Document text:
About




Shannon Shivers

Feb. 16, 2008 was a day that can be recorded as a day of miracles!

I was 31 (now 32 since November), training for a half-marathon, and had received top reports from my yearly physical just 2 weeks before.
I woke up that Saturday morning and stumbled my way to the bathroom, almost making it there, falling in the doorway! I could not pull myself up and didn't understand what was going on. I had to call my 4-year-old son, my hero, and tell him to go get mommy the phone and a pillow and blanket, because I was freezing!
He brought the phone, and I called my husband at work. I didn't call 911 because I didn't know what was going on and didn't want to scare the children. He answered saying how surprised he was I caught him because he hadn't been in the office all morning!

He heard it in my voice. My speech was slurred and he knew immediately that something was terribly wrong. He was on his way and called 911 and his parents on the way home.

By warming up, I was able to get up and make it to the den, but that would be it. I was paralyzed completely on my left side. Danny made it home in record time, his parents made it over to pick up the children before the ambulance came, and the ambulance soon followed. I arrived at the hospital with complete awareness of everything that was going on. Long enough to hear the doctor verify that I was having a stroke. I then had a grand mal seizure.

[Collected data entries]

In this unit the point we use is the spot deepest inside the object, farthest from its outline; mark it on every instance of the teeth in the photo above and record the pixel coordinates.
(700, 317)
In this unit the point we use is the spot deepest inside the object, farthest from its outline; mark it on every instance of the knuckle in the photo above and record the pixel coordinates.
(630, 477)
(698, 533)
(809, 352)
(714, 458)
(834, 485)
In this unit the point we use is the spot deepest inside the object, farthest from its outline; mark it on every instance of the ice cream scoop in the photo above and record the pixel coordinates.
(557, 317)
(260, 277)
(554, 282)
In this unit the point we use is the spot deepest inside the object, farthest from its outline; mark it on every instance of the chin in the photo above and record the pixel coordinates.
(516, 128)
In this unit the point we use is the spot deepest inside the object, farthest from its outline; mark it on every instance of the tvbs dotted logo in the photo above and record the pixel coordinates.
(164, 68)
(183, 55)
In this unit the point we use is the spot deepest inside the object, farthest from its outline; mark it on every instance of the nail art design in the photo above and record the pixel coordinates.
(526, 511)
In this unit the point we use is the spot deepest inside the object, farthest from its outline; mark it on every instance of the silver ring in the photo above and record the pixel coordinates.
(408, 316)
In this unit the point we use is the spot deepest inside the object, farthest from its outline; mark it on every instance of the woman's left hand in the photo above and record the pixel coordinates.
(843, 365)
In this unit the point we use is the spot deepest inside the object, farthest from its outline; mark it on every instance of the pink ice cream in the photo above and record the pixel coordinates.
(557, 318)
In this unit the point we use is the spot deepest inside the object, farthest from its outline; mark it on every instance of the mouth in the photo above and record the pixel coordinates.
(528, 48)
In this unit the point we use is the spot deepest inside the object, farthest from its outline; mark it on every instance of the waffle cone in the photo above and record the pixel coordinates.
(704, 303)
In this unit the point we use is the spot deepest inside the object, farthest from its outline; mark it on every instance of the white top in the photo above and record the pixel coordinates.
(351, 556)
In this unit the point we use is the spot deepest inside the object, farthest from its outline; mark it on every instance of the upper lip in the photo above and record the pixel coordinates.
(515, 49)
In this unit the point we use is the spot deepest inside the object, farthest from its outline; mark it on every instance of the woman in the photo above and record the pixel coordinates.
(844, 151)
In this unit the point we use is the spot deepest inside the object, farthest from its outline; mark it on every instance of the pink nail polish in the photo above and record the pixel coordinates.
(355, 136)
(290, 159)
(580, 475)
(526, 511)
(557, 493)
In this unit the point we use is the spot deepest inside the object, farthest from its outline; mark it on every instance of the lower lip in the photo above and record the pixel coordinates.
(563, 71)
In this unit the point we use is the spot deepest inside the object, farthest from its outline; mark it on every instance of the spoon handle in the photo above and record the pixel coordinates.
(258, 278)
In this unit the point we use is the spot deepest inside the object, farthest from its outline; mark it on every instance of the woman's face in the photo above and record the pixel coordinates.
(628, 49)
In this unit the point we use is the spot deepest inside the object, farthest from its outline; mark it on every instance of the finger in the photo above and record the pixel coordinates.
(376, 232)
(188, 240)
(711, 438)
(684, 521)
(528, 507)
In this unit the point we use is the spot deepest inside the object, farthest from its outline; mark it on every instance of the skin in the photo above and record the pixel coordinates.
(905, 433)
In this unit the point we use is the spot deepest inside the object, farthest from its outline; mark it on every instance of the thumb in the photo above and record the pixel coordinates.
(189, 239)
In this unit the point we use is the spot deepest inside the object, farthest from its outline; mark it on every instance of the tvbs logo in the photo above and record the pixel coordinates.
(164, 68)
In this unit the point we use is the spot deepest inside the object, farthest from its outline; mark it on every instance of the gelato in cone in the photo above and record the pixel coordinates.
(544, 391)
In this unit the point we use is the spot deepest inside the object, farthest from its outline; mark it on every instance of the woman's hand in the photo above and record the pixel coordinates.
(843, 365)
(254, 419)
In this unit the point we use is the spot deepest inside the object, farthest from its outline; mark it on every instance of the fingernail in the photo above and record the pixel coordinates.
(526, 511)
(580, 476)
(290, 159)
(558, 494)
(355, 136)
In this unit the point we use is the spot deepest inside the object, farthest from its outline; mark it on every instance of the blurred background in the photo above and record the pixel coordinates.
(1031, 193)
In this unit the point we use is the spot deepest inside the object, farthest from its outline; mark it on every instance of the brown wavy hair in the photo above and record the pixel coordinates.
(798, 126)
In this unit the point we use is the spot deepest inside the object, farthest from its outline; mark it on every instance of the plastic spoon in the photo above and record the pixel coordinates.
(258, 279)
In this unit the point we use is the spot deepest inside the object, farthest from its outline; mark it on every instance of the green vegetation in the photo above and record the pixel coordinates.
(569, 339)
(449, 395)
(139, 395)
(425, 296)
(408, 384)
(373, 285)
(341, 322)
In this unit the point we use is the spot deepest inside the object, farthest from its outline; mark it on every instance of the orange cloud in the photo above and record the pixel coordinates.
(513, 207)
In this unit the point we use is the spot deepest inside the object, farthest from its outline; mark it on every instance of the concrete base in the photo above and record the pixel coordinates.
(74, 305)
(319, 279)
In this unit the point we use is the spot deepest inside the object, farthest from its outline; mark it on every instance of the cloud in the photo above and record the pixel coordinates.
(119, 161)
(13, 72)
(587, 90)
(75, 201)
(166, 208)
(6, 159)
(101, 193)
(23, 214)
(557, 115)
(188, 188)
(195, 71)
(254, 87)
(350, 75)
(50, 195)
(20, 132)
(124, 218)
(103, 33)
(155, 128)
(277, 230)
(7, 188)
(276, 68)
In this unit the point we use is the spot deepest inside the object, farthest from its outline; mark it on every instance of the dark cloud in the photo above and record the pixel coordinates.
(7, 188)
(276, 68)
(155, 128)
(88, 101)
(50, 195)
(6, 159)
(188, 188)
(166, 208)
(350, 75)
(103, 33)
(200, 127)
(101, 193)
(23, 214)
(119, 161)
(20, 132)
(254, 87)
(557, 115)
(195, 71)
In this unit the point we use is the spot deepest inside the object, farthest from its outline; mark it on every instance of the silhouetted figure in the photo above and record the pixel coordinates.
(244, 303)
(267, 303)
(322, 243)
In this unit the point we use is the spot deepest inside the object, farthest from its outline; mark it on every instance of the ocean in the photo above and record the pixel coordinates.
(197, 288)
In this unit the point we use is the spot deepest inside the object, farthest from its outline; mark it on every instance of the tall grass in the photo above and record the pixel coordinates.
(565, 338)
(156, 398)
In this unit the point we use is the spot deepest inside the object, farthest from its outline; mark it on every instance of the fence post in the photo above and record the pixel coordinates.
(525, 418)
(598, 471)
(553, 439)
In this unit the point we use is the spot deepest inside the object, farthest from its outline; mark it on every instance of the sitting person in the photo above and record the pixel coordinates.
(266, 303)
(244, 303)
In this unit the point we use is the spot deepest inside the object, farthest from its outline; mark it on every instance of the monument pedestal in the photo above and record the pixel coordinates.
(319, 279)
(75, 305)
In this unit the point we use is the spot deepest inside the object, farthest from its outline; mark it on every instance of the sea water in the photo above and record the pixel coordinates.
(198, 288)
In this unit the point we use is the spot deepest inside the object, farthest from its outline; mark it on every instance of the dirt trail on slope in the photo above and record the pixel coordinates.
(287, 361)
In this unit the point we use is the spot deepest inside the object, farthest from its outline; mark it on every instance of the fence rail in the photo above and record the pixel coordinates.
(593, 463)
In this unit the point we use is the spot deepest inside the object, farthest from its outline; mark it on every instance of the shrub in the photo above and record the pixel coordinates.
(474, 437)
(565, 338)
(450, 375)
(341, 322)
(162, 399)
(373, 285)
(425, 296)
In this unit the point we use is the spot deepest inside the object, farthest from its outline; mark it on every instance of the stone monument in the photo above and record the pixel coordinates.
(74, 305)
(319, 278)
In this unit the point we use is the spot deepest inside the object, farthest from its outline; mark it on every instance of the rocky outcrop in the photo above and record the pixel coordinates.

Parts of the exercise:
a) In the stroke account, what did the writer's 4-year-old son bring?
b) Carry on the stroke account from its final sentence.

Answers by item number:
a) He brought the phone.

b)
The Dilantin they administered pretty much spaced me out from then on. The doctors had told Danny that the seizure would prevent me from receiving the medication used to stop the stroke and their was nothing else they could do.
Danny just said that wasn't acceptable!
The ER doctor, thankfully, had the number of a neurologist that he thought could help. He was training for a marathon, and they called him in on a Saturday in his running clothes! They confirmed that my right carotid artery had dissected 100% and the doctor's suggestion to Danny for any hope was surgery. He signed the consent and they took me into surgery for 6 1/2 hours to place 2 5mm metal stents in my carotid arteries through my femoral arteries!
Amazing!

I woke up after the surgery with complete feeling on my left side! The paralysis had left me and I was going to be ok, with no therapy at all. Still in ICU on day 2 with the catheters still in my arteries, the doctor came in and told me I wasn't going to get any running done like that! My family's jaw dropped at the thought of me running after that, but he said I could run when I felt like it and expected to see pictures of the marathon.
I left the hospital 4 days after having the stroke, ran my first mile one week after, and ran a 5K three weeks after the stroke! I just completed the half-marathon on Dec. 6 and am now training for a 25K in February to mark the one year anniversary after the stroke!

I showed up to my post-op appointment 10 days after the stroke and was told by the doctor I was very lucky to be here and should be in the nursing home with a feeding tube!
He also told me that I have Fibromuscular Dysplasia of the carotids. After 6 months of taking Plavix to help protect the stents while healing, I had an angiogram that confirmed they were doing their job and I'm now off of the Plavix. I take a daily aspirin, but that's it!
I have had grand mal seizures in the past. I have tinnitus, and experience quite a bit of dizziness. A small price to pay for a second chance at life!
I am very blessed to be here, and miracles do happen! I can only pray my story will help others to know that being diagnosed with FMD doesn't mean you have to stop living!